Dataset entries:
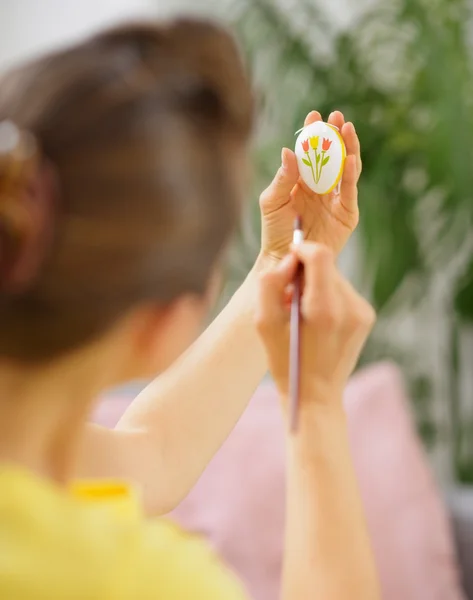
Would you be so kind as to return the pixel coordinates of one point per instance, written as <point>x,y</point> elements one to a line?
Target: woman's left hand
<point>328,219</point>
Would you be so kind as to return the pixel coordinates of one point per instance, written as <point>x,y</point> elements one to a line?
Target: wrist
<point>265,261</point>
<point>321,429</point>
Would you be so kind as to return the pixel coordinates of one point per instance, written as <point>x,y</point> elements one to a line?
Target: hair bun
<point>25,207</point>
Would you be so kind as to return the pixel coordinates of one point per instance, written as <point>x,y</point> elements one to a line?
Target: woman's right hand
<point>335,323</point>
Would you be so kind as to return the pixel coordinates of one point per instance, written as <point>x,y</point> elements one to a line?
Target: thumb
<point>272,291</point>
<point>279,190</point>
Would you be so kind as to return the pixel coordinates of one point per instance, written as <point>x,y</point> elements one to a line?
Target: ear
<point>161,334</point>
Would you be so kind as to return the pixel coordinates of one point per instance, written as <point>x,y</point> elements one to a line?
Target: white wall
<point>31,26</point>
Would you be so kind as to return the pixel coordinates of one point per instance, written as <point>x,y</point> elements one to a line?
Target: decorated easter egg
<point>321,153</point>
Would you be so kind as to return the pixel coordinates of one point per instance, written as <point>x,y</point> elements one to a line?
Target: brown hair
<point>139,136</point>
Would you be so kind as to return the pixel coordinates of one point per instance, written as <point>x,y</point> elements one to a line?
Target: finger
<point>349,186</point>
<point>319,272</point>
<point>312,117</point>
<point>352,144</point>
<point>337,119</point>
<point>278,193</point>
<point>272,291</point>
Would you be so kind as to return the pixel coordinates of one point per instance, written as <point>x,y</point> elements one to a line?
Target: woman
<point>120,184</point>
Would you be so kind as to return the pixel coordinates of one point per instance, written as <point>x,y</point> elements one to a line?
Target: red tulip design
<point>308,161</point>
<point>320,159</point>
<point>326,145</point>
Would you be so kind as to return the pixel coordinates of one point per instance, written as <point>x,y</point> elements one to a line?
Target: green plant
<point>403,73</point>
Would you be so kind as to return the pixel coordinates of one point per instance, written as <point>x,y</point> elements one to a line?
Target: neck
<point>43,413</point>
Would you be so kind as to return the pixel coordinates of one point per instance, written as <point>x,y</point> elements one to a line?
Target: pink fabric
<point>238,504</point>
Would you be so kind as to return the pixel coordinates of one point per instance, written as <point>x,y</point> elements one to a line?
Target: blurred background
<point>401,70</point>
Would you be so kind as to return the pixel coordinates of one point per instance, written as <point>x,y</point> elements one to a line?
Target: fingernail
<point>284,164</point>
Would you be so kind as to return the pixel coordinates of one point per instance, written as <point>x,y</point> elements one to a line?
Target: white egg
<point>321,153</point>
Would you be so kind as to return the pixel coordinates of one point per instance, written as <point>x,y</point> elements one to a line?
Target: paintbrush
<point>294,339</point>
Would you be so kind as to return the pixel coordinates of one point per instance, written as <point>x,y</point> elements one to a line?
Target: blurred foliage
<point>403,73</point>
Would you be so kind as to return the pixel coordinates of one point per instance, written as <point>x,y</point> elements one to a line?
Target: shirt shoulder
<point>94,544</point>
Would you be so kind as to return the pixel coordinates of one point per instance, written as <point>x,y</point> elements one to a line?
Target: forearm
<point>180,420</point>
<point>327,553</point>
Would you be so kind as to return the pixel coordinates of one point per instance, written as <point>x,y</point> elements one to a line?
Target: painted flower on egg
<point>320,153</point>
<point>326,145</point>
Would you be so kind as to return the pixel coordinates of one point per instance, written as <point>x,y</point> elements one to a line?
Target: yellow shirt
<point>94,543</point>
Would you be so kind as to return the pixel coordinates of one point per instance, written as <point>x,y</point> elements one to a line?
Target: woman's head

### To do
Every line of the data above should be returned exactly, with the pictures removed.

### Result of this task
Would you be so kind as to return the pixel coordinates of one point per instance, written as <point>x,y</point> elements one to a line?
Target: woman's left hand
<point>328,219</point>
Would you be so kind as to return the pixel coordinates of one point per instance, written as <point>x,y</point> elements one to a line?
Target: wrist
<point>265,261</point>
<point>321,429</point>
Would you be so kind as to return the pixel coordinates of one point per instance, written as <point>x,y</point> elements one to a line?
Target: hair bun
<point>25,207</point>
Would you be so kind as to return the pixel coordinates of one point per instance, written as <point>x,y</point> elements one to a line?
Target: woman's right hand
<point>335,323</point>
Would you be so kind as to return the pixel coordinates of one point per instance, written as <point>x,y</point> elements one to a line?
Target: thumb
<point>272,291</point>
<point>279,190</point>
Would you be so kind as to return the pixel coordinates of one point per instance, written as <point>x,y</point> elements one to a line?
Target: ear
<point>161,334</point>
Would you be so kind as to return the pixel coordinates of one point per instance, written as <point>x,y</point> elements one to a line?
Target: white wall
<point>31,26</point>
Would you be so kind as to return the pixel coordinates of one point per instance, written as <point>x,y</point> elements one to a line?
Target: decorated easter egg
<point>321,153</point>
Would you be so kind as to return the pixel coordinates of one point per instance, written as <point>x,y</point> elements one to a line?
Target: brown hair
<point>139,136</point>
Would you be so kind as to return the pixel coordinates of one point per instance, written as <point>x,y</point> elements one to a line?
Target: finger
<point>349,186</point>
<point>319,272</point>
<point>312,117</point>
<point>352,144</point>
<point>337,119</point>
<point>278,193</point>
<point>272,291</point>
Would you be so kind as to return the pixel coordinates of one point per instance, written as <point>x,y</point> elements one to a line?
Target: woman
<point>120,184</point>
Would you be so kind as to return the pixel coordinates of one point per instance, written as <point>x,y</point> elements one to a line?
Target: red tulip design
<point>308,161</point>
<point>320,159</point>
<point>326,145</point>
Would you be so kind as to return the pixel coordinates of one point per instance, written as <point>x,y</point> elements one to a line?
Target: green plant
<point>403,73</point>
Would you be so kind as to return the pixel coordinates of one point per instance, written as <point>x,y</point> elements one to a line?
Target: neck
<point>43,413</point>
Would you be so kind as to return the pixel coordinates of one point per instance, written as <point>x,y</point> elements one to a line?
Target: pink fabric
<point>238,504</point>
Would you be so kind as to return the pixel coordinates of one point per instance, written as <point>x,y</point> elements one to a line?
Target: blurred background
<point>401,70</point>
Would you be so kind as to return the pixel coordinates of one point per instance, written as <point>x,y</point> elements one to a line?
Target: fingernail
<point>284,164</point>
Would you be so kind as to return the pixel coordinates of one point per instance, written as <point>x,y</point> elements one to a line?
Target: white egg
<point>321,153</point>
Would you be so kind as to return the pixel coordinates of one point per instance, written as <point>x,y</point> elements one to a line?
Target: paintbrush
<point>294,339</point>
Would you be so kind as to return the pixel coordinates of one point per instance, written as <point>x,y</point> elements one to a line?
Target: blurred foliage
<point>403,73</point>
Would you be so kind as to return the pixel coordinates of one point per instance, written as <point>x,y</point> elements one to a line?
Target: shirt shoulder
<point>94,544</point>
Would you be so kind as to return the pixel coordinates of one point per instance, written as <point>x,y</point> elements one to a line?
Target: forearm
<point>180,420</point>
<point>327,553</point>
Would you be so kind as to return the pixel coordinates of one point per instance, written as <point>x,y</point> elements one to a line?
Target: painted flower on egg
<point>320,153</point>
<point>326,145</point>
Would you be so kind as to return the pixel coordinates of one point per instance, written as <point>x,y</point> elements one to a line?
Target: yellow shirt
<point>94,543</point>
Would you be so kind as to return the pixel coordinates of one point per instance, written as <point>x,y</point> elements one to a line?
Target: woman's head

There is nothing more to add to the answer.